*WHAT YOU SHOULD DO*. Your task is to repeat the lines below exactly, excluding any pictures they contain.

*EXTRACTED MATERIAL*.
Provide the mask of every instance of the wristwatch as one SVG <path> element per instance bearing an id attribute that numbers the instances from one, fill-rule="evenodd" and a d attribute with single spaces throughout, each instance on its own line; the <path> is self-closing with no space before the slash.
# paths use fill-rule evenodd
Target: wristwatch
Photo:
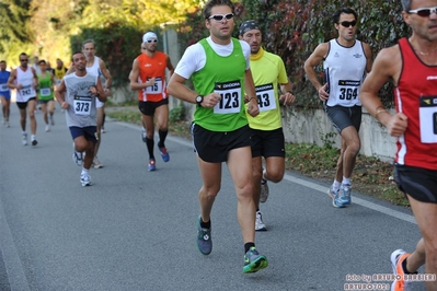
<path id="1" fill-rule="evenodd" d="M 197 105 L 200 106 L 200 107 L 202 107 L 202 102 L 204 102 L 204 96 L 198 95 L 198 96 L 196 97 L 196 103 L 197 103 Z"/>

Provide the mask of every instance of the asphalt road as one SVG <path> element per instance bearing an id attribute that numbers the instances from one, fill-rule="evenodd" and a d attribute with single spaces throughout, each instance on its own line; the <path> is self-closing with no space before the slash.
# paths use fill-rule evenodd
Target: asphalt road
<path id="1" fill-rule="evenodd" d="M 170 162 L 148 154 L 138 126 L 107 120 L 99 154 L 82 187 L 71 160 L 65 116 L 36 147 L 22 146 L 16 105 L 0 128 L 0 290 L 358 290 L 390 275 L 390 254 L 419 238 L 409 209 L 353 194 L 335 209 L 319 181 L 286 173 L 262 205 L 267 232 L 256 246 L 269 261 L 243 275 L 237 199 L 226 165 L 214 206 L 214 249 L 196 248 L 202 185 L 191 141 L 169 137 Z M 422 270 L 423 271 L 423 270 Z M 423 282 L 415 290 L 424 290 Z"/>

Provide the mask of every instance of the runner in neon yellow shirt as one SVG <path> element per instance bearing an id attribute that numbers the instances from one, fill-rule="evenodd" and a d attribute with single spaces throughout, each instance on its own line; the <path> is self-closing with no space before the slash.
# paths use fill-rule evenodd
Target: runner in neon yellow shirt
<path id="1" fill-rule="evenodd" d="M 262 33 L 254 20 L 244 21 L 240 25 L 240 39 L 245 40 L 251 47 L 251 70 L 260 107 L 258 116 L 246 115 L 252 131 L 252 167 L 253 181 L 255 181 L 253 198 L 256 206 L 255 231 L 266 231 L 260 211 L 260 201 L 267 200 L 267 181 L 278 183 L 283 179 L 285 172 L 285 138 L 280 119 L 280 104 L 292 104 L 296 97 L 291 93 L 291 83 L 281 58 L 261 47 Z M 280 86 L 280 95 L 278 86 Z M 265 159 L 265 170 L 263 170 L 262 156 Z"/>

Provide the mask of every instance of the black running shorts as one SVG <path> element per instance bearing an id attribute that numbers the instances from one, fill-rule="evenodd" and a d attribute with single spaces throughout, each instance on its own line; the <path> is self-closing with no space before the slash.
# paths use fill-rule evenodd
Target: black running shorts
<path id="1" fill-rule="evenodd" d="M 251 146 L 251 131 L 243 126 L 234 131 L 216 132 L 192 124 L 194 151 L 208 163 L 228 161 L 228 152 L 233 149 Z"/>
<path id="2" fill-rule="evenodd" d="M 359 131 L 361 126 L 361 106 L 343 107 L 336 105 L 331 107 L 325 105 L 325 112 L 340 133 L 349 126 L 355 127 L 357 132 Z"/>
<path id="3" fill-rule="evenodd" d="M 16 106 L 19 106 L 20 109 L 25 109 L 27 107 L 27 103 L 32 100 L 36 101 L 36 97 L 28 98 L 26 102 L 16 102 Z"/>
<path id="4" fill-rule="evenodd" d="M 161 100 L 159 102 L 151 102 L 151 101 L 138 101 L 138 109 L 147 116 L 153 116 L 154 115 L 154 110 L 162 105 L 166 105 L 169 104 L 169 100 Z"/>
<path id="5" fill-rule="evenodd" d="M 394 181 L 401 191 L 414 199 L 437 203 L 437 171 L 395 164 Z"/>
<path id="6" fill-rule="evenodd" d="M 285 158 L 285 138 L 283 128 L 260 130 L 251 128 L 252 158 Z"/>
<path id="7" fill-rule="evenodd" d="M 83 136 L 85 140 L 90 140 L 94 143 L 97 142 L 97 127 L 95 126 L 88 126 L 88 127 L 70 127 L 70 133 L 72 139 L 74 140 L 77 137 Z"/>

*WRITTEN RESPONSE*.
Provide the mask of every instance of the wristwatch as one SVG <path> element per instance bearing an id attribute that numbers the instances from one, fill-rule="evenodd" and a d attribute with single spaces throughout, each instance on its own line; the <path> is self-closing with no space before the slash.
# paths use fill-rule evenodd
Target: wristwatch
Photo:
<path id="1" fill-rule="evenodd" d="M 197 105 L 200 106 L 200 107 L 202 107 L 202 102 L 204 102 L 204 96 L 198 95 L 198 96 L 196 97 L 196 103 L 197 103 Z"/>

Provide the mask of every instance of the asphalt road as one SVG <path> element per instance bearing an id attribute that numbers the instances from one, fill-rule="evenodd" and a d attribute with single spaces throughout, each instance on its own line; the <path> is self-closing with no space before the slash.
# paths use fill-rule evenodd
Target: asphalt road
<path id="1" fill-rule="evenodd" d="M 170 162 L 148 154 L 138 126 L 107 120 L 99 154 L 82 187 L 71 160 L 65 116 L 36 147 L 22 146 L 16 105 L 0 128 L 0 290 L 358 290 L 390 275 L 390 254 L 419 238 L 409 209 L 353 194 L 335 209 L 319 181 L 286 173 L 262 205 L 267 232 L 256 246 L 269 261 L 243 275 L 237 199 L 226 165 L 214 206 L 214 249 L 196 248 L 202 185 L 191 141 L 169 137 Z M 422 270 L 423 271 L 423 270 Z M 423 282 L 415 290 L 424 290 Z"/>

Provide the mask of every instance of the runner in neon yellow shirt as one SVG <path> element per instance bearing an id attribute that numbers the instances from one, fill-rule="evenodd" and a d attribute with single spaces throughout, each instance on its own line; the <path> is self-closing with no space before the slash.
# paths use fill-rule evenodd
Target: runner in neon yellow shirt
<path id="1" fill-rule="evenodd" d="M 262 33 L 254 20 L 244 21 L 240 25 L 240 39 L 245 40 L 251 47 L 251 70 L 260 107 L 258 116 L 246 115 L 252 131 L 252 167 L 253 181 L 255 181 L 253 198 L 256 206 L 255 231 L 266 231 L 260 211 L 260 201 L 267 200 L 267 181 L 278 183 L 283 179 L 285 172 L 285 138 L 280 119 L 280 104 L 292 104 L 296 97 L 291 93 L 291 83 L 281 58 L 261 47 Z M 280 86 L 280 95 L 278 86 Z M 265 159 L 265 170 L 263 170 L 262 156 Z"/>

Provide the mask of every instance of the black running shorts as one SVG <path> element per instance bearing an id attribute that numbers the instances from one, fill-rule="evenodd" and a d attribute with single spaces throughout, each instance on its own line; the <path> is self-closing with no space before the slash.
# paths use fill-rule evenodd
Target: black running shorts
<path id="1" fill-rule="evenodd" d="M 251 146 L 251 131 L 243 126 L 234 131 L 216 132 L 192 124 L 194 151 L 208 163 L 228 161 L 228 152 L 233 149 Z"/>
<path id="2" fill-rule="evenodd" d="M 359 131 L 361 126 L 361 106 L 343 107 L 336 105 L 331 107 L 325 105 L 325 112 L 340 133 L 349 126 L 355 127 L 357 132 Z"/>
<path id="3" fill-rule="evenodd" d="M 16 106 L 19 106 L 20 109 L 25 109 L 27 107 L 27 103 L 32 100 L 36 101 L 36 97 L 28 98 L 26 102 L 16 102 Z"/>
<path id="4" fill-rule="evenodd" d="M 161 100 L 159 102 L 151 102 L 151 101 L 138 101 L 138 109 L 147 116 L 153 116 L 154 115 L 154 110 L 162 105 L 166 105 L 169 104 L 169 100 Z"/>
<path id="5" fill-rule="evenodd" d="M 394 181 L 401 191 L 414 199 L 437 203 L 437 171 L 395 164 Z"/>
<path id="6" fill-rule="evenodd" d="M 285 158 L 285 138 L 283 128 L 260 130 L 251 128 L 252 158 Z"/>
<path id="7" fill-rule="evenodd" d="M 83 136 L 85 140 L 90 140 L 94 143 L 97 142 L 97 127 L 95 126 L 88 126 L 88 127 L 70 127 L 70 133 L 72 139 L 74 140 L 77 137 Z"/>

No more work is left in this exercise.